### Task brief
From the first line of the entries down to the line with "positive clicks: (336, 111)", write out every line exactly; that last line counts, but pictures do not.

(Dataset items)
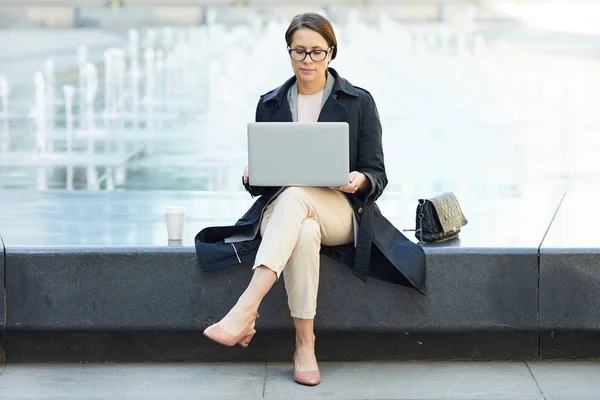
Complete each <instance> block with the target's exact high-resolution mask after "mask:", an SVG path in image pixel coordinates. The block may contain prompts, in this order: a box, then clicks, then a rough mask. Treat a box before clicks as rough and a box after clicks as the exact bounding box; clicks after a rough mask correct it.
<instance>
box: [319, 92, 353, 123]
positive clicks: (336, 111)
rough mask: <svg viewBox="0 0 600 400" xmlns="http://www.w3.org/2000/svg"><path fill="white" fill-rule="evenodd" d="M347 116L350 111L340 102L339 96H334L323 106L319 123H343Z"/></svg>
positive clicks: (324, 104) (319, 117)
mask: <svg viewBox="0 0 600 400" xmlns="http://www.w3.org/2000/svg"><path fill="white" fill-rule="evenodd" d="M346 114H348V109H347V108H346V107H344V105H343V104H342V103H340V102H339V101H338V99H337V94H332V95H331V96H329V98H328V99H327V101H326V102H325V104H323V108H322V109H321V114H319V122H339V121H343V120H345V118H346Z"/></svg>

### Answer to this exercise
Complete each <instance> block with the target's exact high-resolution mask after "mask:", an SVG path in image pixel coordinates. The block may contain prompts, in this order: a box, then clicks, then a rough mask. Treat a box before clicks as rough and a box after clicks as the exact bounding box; clicks after a rough mask correct it.
<instance>
box: [319, 92, 353, 123]
positive clicks: (336, 111)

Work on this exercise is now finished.